• _EXERCISE DETAILS_
Reproduce the material below with every occurrence of "instance" swapped for "object", changing nothing else.

• _PROVIDED DATA_

---

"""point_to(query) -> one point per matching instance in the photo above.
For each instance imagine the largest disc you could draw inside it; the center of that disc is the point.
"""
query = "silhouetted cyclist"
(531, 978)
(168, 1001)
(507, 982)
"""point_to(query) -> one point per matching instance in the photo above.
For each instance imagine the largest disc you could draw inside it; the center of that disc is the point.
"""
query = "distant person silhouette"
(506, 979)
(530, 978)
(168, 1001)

---

• _PROBLEM SOLUTION_
"""point_to(query) -> one point per matching object in the photo above.
For each object imagine the largest disc you could draw inside it; the center of that disc is the point.
"""
query = "silhouetted cyclist"
(531, 978)
(168, 1001)
(507, 982)
"""point_to(query) -> one point per matching object in the photo above.
For each object imagine the largest disc you could draw inside it; the center of that disc is the point.
"""
query = "distant person silhouette"
(506, 979)
(530, 978)
(168, 1001)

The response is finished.